OBJECTIF | Redonne mot pour mot tout le communiqué sur l'aide d'État aux chantiers navals espagnols.

EXTRAIT DU COMMUNIQUÉ |
═══
COMMUNIQUÉ DE PRESSE n. 30/02
21 mars 2002
Arrêt de la Cour dans l'affaire C-36/00
Royaume d'Espagne contre Commission des Communautés européennes
LE CHANGEMENT PAR L'ÉTAT MEMBRE DES CONDITIONS IMPOSÉES LORS
DE L'APPROBATION D'UNE AIDE D'ÉTAT PERMET À LA COMMISSION DE LA
CONSIDÉRER COMME UNE AIDE NON APPROUVÉE
Précédemment, en août 1997, la Commission avait autorisé
des aides à la restructuration en faveur des chantiers navals publics espagnols
qui prévoyaient, entre autres, des crédits d'impôt spéciaux
plafonnés à 58 milliards d'ESP pour la période 1995-1999.
Avant août 1995, les chantiers navals faisaient partie du groupe INI (Instituto
Nacional de Industria) et pouvaient compenser leurs pertes par les bénéfices
réalisés par d'autres sociétés au sein de ce groupe, selon
les règles générales applicables en Espagne en matière de
consolidation fiscale. Depuis août 1995, les chantiers ont été
mis sous le contrôle du holding d'État AIE (Agencia Industrial
del Estado) qui était déficitaire et ne pouvait donc pas effectuer
cette compensation. Pour cette raison, la Commission a autorisé
l'aide d'État sous la forme de crédits d'impôt spéciaux.
Cependant, les chantiers navals ont été à nouveau transférés en septembre 1997 vers un autre holding, la SEPI (Sociedad Estatal de Participaciones Industriales), qui pouvait bénéficier des règles générales espagnoles afin de compenser ses pertes par des bénéfices. À la suite de ce changement, les chantiers navals ont obtenu en 1998 un crédit d'impôt général correspondant à leurs pertes de 1997, mais aussi un crédit d'impôt spécial d'un montant de 18,451 milliards d'ESP.
═══
DONNÉES FOURNIES |
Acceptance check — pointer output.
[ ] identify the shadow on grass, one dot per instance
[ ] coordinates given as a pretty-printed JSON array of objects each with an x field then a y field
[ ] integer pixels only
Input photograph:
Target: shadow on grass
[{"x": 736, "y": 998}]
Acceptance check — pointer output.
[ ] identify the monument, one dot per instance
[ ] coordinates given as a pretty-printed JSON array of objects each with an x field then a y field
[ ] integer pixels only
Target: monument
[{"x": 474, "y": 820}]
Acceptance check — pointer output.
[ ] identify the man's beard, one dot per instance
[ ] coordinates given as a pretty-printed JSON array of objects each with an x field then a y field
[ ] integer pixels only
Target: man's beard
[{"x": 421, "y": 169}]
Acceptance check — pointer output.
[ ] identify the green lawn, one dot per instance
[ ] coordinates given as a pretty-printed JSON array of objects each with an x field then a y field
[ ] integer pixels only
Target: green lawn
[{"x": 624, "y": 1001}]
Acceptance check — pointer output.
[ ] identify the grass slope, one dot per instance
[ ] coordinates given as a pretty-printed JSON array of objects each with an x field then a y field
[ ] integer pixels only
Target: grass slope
═══
RÉPONSE |
COMMUNIQUÉ DE PRESSE n. 30/02
21 mars 2002
Arrêt de la Cour dans l'affaire C-36/00
Royaume d'Espagne contre Commission des Communautés européennes
LE CHANGEMENT PAR L'ÉTAT MEMBRE DES CONDITIONS IMPOSÉES LORS
DE L'APPROBATION D'UNE AIDE D'ÉTAT PERMET À LA COMMISSION DE LA
CONSIDÉRER COMME UNE AIDE NON APPROUVÉE
Précédemment, en août 1997, la Commission avait autorisé
des aides à la restructuration en faveur des chantiers navals publics espagnols
qui prévoyaient, entre autres, des crédits d'impôt spéciaux
plafonnés à 58 milliards d'ESP pour la période 1995-1999.
Avant août 1995, les chantiers navals faisaient partie du groupe INI (Instituto
Nacional de Industria) et pouvaient compenser leurs pertes par les bénéfices
réalisés par d'autres sociétés au sein de ce groupe, selon
les règles générales applicables en Espagne en matière de
consolidation fiscale. Depuis août 1995, les chantiers ont été
mis sous le contrôle du holding d'État AIE (Agencia Industrial
del Estado) qui était déficitaire et ne pouvait donc pas effectuer
cette compensation. Pour cette raison, la Commission a autorisé
l'aide d'État sous la forme de crédits d'impôt spéciaux.
Cependant, les chantiers navals ont été à nouveau transférés en septembre 1997 vers un autre holding, la SEPI (Sociedad Estatal de Participaciones Industriales), qui pouvait bénéficier des règles générales espagnoles afin de compenser ses pertes par des bénéfices. À la suite de ce changement, les chantiers navals ont obtenu en 1998 un crédit d'impôt général correspondant à leurs pertes de 1997, mais aussi un crédit d'impôt spécial d'un montant de 18,451 milliards d'ESP.